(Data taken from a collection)
::::

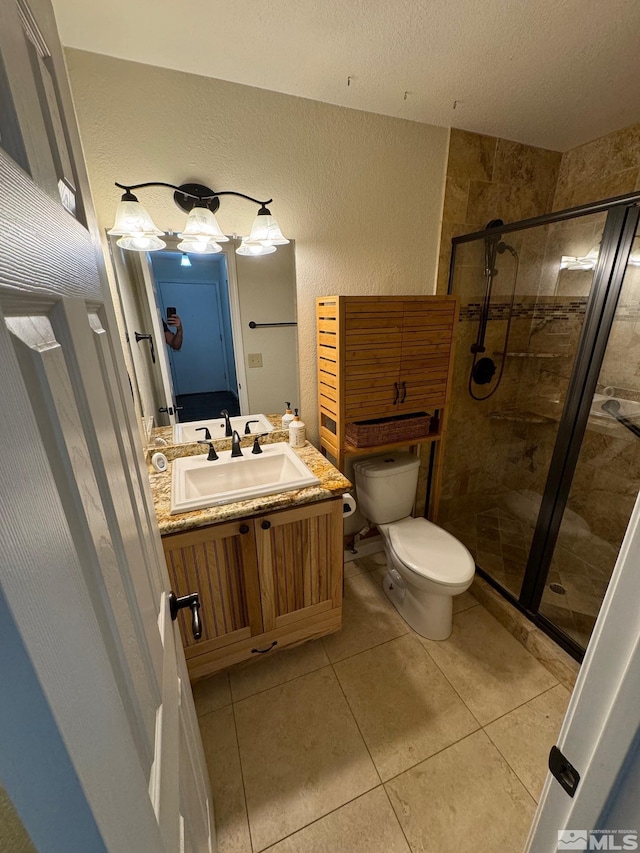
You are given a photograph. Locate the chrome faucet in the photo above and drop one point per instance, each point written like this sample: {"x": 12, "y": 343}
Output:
{"x": 235, "y": 444}
{"x": 227, "y": 423}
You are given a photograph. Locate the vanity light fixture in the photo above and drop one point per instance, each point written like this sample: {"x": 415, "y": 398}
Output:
{"x": 201, "y": 234}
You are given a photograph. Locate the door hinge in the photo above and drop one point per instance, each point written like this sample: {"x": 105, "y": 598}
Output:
{"x": 563, "y": 771}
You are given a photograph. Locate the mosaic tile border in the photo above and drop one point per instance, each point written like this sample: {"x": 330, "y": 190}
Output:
{"x": 543, "y": 310}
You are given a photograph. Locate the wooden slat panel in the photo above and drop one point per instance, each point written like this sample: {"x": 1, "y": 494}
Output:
{"x": 389, "y": 359}
{"x": 364, "y": 411}
{"x": 327, "y": 339}
{"x": 317, "y": 624}
{"x": 328, "y": 391}
{"x": 312, "y": 558}
{"x": 373, "y": 340}
{"x": 321, "y": 569}
{"x": 382, "y": 322}
{"x": 329, "y": 439}
{"x": 374, "y": 306}
{"x": 328, "y": 406}
{"x": 290, "y": 564}
{"x": 375, "y": 396}
{"x": 336, "y": 555}
{"x": 204, "y": 647}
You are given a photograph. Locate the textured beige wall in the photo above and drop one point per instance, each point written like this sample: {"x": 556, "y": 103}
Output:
{"x": 491, "y": 178}
{"x": 360, "y": 193}
{"x": 604, "y": 168}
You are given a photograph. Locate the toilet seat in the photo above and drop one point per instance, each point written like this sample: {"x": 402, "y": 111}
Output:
{"x": 431, "y": 552}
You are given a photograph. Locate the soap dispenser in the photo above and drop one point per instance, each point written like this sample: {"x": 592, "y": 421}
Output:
{"x": 297, "y": 432}
{"x": 287, "y": 417}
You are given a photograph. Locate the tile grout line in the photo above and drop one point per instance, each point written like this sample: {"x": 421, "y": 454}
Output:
{"x": 322, "y": 817}
{"x": 286, "y": 680}
{"x": 353, "y": 716}
{"x": 244, "y": 790}
{"x": 522, "y": 704}
{"x": 398, "y": 821}
{"x": 448, "y": 680}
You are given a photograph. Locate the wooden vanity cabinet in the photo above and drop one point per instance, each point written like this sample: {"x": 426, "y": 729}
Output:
{"x": 265, "y": 583}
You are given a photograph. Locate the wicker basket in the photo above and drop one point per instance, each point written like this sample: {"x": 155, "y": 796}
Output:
{"x": 387, "y": 430}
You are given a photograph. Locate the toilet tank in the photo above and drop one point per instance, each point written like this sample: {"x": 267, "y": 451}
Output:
{"x": 386, "y": 486}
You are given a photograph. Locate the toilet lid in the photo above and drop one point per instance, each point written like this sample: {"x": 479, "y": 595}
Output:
{"x": 430, "y": 551}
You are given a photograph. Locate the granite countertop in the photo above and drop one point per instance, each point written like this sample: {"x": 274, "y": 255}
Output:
{"x": 332, "y": 484}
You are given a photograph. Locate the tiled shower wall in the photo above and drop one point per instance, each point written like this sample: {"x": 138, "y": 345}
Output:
{"x": 604, "y": 168}
{"x": 490, "y": 178}
{"x": 503, "y": 446}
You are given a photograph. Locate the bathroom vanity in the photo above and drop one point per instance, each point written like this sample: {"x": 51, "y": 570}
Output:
{"x": 268, "y": 571}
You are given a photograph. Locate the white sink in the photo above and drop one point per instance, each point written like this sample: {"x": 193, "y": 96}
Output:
{"x": 187, "y": 432}
{"x": 197, "y": 483}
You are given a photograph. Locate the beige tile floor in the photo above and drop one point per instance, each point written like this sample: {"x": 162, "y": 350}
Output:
{"x": 375, "y": 740}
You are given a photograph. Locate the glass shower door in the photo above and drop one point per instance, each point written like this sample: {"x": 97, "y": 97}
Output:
{"x": 501, "y": 433}
{"x": 606, "y": 479}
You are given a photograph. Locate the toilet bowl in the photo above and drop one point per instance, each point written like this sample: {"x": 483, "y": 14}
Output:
{"x": 426, "y": 565}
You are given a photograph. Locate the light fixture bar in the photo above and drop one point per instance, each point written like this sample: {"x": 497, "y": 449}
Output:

::::

**TASK:** Change "light fixture bar" to "ceiling lamp" in the lines starting with the one that contains "You are given a photograph. Locate the light" and going on through the end of the records. Write out those lines with everything else left as it is.

**WRITTEN SOLUTION:**
You are given a photograph. Locate the ceiling lamp in the photo above and drop one point per instance, each point written like this sample: {"x": 497, "y": 449}
Output:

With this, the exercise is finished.